"""

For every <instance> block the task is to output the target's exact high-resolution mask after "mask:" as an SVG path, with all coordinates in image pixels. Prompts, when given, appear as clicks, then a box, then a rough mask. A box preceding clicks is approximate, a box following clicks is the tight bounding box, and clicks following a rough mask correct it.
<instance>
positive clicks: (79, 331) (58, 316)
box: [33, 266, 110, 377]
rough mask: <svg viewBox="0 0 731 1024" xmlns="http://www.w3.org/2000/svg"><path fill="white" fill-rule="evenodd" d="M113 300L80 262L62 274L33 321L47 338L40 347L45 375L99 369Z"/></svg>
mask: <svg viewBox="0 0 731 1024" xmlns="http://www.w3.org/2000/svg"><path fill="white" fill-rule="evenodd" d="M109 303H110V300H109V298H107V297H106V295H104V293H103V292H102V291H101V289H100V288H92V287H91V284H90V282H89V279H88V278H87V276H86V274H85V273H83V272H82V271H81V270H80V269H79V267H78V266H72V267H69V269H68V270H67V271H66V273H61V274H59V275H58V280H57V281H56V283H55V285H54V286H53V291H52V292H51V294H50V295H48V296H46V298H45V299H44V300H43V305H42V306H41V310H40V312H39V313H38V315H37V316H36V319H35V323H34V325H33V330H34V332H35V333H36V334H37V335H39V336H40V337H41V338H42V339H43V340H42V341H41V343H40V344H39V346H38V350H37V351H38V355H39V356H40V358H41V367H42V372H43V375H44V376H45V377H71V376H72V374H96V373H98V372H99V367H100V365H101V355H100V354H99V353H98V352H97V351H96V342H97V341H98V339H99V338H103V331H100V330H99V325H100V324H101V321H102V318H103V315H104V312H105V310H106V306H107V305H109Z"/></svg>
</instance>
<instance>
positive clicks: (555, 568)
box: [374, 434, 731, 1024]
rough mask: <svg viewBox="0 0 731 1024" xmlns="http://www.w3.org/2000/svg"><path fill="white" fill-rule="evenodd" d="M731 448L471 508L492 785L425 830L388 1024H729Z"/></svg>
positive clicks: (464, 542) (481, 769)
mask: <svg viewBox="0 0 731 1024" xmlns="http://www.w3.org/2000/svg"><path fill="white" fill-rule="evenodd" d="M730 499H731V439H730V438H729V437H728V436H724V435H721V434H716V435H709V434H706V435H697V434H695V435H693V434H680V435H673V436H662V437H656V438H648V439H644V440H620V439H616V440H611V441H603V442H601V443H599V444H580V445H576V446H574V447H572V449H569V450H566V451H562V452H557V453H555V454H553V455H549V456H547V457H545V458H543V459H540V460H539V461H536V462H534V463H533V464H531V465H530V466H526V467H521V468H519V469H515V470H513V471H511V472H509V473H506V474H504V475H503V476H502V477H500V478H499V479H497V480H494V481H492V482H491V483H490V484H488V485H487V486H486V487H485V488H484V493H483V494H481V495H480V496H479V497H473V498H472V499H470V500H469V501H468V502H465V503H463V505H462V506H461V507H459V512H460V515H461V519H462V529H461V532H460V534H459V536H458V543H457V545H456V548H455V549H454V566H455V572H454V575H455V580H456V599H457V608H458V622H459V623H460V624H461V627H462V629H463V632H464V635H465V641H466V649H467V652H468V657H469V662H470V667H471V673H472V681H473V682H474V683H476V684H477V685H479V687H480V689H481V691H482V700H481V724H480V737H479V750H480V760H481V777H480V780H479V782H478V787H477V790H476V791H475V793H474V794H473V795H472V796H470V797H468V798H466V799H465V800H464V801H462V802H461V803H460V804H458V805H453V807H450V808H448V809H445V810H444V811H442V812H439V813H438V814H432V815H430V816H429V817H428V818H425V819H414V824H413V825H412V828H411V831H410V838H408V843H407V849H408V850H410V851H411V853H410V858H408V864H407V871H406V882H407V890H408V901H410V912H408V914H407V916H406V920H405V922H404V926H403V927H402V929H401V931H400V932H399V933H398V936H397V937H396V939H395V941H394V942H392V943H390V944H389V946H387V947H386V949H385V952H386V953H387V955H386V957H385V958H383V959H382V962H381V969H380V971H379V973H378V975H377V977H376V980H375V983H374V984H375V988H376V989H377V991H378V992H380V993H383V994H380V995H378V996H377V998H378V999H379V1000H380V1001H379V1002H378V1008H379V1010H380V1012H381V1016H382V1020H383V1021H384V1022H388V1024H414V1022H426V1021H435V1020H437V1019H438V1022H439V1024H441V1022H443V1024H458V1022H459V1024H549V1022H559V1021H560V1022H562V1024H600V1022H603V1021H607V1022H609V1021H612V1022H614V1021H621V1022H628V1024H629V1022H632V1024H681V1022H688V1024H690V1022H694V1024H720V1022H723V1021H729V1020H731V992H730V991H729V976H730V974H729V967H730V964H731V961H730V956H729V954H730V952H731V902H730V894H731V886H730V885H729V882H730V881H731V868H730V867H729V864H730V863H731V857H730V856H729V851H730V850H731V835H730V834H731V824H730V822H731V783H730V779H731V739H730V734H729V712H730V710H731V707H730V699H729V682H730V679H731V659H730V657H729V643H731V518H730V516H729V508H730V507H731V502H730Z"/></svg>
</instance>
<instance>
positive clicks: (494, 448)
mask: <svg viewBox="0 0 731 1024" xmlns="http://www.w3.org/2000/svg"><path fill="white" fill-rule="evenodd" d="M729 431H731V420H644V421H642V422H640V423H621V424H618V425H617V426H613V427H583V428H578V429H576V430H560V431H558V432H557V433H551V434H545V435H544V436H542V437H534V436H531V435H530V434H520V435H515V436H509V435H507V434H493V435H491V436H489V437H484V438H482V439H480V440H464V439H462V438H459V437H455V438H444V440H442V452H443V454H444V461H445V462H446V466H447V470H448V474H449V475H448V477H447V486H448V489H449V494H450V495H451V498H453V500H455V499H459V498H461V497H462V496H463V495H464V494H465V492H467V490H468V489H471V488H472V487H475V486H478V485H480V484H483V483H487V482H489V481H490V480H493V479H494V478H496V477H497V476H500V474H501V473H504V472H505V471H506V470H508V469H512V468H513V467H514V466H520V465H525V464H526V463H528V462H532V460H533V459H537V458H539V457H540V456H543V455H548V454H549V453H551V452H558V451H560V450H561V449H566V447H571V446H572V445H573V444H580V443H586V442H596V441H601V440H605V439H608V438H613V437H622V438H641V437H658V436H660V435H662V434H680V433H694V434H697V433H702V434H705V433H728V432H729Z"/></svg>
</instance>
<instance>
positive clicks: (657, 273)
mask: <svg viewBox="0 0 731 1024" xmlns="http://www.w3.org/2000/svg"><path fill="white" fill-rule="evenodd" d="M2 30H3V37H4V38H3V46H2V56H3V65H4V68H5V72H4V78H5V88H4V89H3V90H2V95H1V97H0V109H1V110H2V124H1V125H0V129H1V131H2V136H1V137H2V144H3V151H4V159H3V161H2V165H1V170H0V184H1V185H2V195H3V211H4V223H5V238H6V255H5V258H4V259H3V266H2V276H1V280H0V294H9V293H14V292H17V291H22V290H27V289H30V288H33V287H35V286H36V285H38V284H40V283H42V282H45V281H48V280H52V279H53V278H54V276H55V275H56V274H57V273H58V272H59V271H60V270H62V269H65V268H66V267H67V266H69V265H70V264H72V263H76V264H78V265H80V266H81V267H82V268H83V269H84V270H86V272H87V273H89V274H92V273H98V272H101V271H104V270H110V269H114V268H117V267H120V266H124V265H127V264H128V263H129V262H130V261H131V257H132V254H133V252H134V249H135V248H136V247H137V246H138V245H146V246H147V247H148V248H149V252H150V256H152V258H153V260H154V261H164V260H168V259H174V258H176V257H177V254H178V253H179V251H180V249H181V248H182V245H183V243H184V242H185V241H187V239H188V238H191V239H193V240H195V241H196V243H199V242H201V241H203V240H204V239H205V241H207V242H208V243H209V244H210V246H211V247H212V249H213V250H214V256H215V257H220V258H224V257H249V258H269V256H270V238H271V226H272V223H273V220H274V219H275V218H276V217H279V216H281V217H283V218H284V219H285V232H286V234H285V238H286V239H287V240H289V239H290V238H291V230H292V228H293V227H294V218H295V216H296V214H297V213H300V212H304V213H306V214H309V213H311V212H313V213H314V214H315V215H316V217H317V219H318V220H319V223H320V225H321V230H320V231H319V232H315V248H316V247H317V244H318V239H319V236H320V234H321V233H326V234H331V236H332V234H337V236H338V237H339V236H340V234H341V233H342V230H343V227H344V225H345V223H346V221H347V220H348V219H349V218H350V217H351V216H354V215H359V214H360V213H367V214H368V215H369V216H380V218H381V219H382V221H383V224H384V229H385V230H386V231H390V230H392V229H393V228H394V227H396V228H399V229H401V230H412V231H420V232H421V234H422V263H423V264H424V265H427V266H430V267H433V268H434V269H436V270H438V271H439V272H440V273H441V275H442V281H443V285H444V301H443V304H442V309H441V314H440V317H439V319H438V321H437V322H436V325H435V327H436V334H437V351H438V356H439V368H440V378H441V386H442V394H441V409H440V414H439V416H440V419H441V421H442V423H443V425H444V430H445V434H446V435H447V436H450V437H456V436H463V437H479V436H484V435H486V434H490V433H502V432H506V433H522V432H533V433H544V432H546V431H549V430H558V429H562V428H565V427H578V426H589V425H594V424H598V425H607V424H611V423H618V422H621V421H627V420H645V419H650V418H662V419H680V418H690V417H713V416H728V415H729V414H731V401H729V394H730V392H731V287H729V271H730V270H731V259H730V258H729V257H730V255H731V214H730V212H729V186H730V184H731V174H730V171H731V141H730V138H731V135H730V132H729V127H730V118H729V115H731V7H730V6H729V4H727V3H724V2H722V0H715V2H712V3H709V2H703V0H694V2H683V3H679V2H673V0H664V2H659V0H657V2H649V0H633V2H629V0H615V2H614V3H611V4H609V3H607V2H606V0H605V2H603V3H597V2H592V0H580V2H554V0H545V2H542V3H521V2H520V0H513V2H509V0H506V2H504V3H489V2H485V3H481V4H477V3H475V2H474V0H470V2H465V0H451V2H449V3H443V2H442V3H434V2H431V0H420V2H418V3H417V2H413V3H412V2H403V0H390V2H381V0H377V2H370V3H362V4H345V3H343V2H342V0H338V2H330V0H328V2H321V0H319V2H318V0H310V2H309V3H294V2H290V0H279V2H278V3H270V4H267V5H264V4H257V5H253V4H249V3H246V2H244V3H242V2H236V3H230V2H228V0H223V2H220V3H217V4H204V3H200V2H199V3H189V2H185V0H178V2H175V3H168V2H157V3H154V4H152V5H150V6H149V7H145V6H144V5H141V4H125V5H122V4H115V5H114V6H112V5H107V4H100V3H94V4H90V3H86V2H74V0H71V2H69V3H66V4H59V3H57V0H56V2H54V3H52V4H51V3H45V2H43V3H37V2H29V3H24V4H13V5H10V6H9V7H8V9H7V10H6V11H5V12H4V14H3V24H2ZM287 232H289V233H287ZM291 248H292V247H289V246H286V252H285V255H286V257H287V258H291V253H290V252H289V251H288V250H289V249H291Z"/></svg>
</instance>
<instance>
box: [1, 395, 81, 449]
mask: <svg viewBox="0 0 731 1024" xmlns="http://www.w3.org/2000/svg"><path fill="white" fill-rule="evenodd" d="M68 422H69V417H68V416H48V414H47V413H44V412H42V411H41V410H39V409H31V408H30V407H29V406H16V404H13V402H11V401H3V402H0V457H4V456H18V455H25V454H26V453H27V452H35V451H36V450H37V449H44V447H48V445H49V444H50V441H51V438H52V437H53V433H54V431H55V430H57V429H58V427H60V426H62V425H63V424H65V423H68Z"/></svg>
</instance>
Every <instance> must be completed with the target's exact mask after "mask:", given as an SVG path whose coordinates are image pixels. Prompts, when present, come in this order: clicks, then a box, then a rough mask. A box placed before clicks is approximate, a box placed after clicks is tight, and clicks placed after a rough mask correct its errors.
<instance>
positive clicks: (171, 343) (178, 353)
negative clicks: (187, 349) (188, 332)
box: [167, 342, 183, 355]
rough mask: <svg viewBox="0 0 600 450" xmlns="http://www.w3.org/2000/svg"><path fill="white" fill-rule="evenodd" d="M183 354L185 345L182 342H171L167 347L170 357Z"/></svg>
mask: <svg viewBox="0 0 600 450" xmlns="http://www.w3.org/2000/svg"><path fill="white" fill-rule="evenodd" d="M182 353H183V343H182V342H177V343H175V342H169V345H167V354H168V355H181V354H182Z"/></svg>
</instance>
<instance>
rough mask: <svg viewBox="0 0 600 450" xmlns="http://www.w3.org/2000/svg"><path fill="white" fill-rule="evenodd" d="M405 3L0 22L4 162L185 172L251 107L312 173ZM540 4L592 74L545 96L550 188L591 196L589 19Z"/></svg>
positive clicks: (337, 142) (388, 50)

"""

▶ **WHAT THE EXERCISE ASKS**
Scan the lines above for "300L80 262L62 274L33" and for "448L471 508L492 785L425". Repeat exactly the line holding each of them and every line in between.

▶ **WRITTEN REPLY**
rough mask: <svg viewBox="0 0 731 1024" xmlns="http://www.w3.org/2000/svg"><path fill="white" fill-rule="evenodd" d="M113 300L80 262L62 274L33 321L47 338L40 347L45 375L99 369Z"/></svg>
mask: <svg viewBox="0 0 731 1024" xmlns="http://www.w3.org/2000/svg"><path fill="white" fill-rule="evenodd" d="M109 303H110V300H109V298H107V297H106V295H104V293H103V292H102V291H101V289H100V288H92V287H91V284H90V282H89V279H88V278H87V276H86V274H85V273H83V272H82V271H81V270H80V269H79V267H78V266H72V267H69V269H68V270H67V271H66V273H61V274H59V275H58V280H57V281H56V283H55V285H54V286H53V291H52V292H51V294H50V295H48V296H46V298H45V299H44V300H43V305H42V306H41V310H40V312H39V313H38V315H37V316H36V319H35V323H34V325H33V330H34V332H35V333H36V334H37V335H39V336H40V337H41V338H42V339H43V340H42V341H41V343H40V344H39V346H38V350H37V351H38V355H39V356H40V358H41V367H42V372H43V375H44V376H45V377H71V376H72V374H96V373H98V372H99V367H100V365H101V355H100V354H99V353H98V352H97V351H96V342H97V341H98V339H99V338H103V331H100V330H99V325H100V324H101V321H102V318H103V315H104V312H105V310H106V306H107V305H109Z"/></svg>
</instance>
<instance>
positive clicks: (555, 568)
box: [374, 434, 731, 1024]
rough mask: <svg viewBox="0 0 731 1024" xmlns="http://www.w3.org/2000/svg"><path fill="white" fill-rule="evenodd" d="M731 448L471 508L492 785L425 830L388 1024H729Z"/></svg>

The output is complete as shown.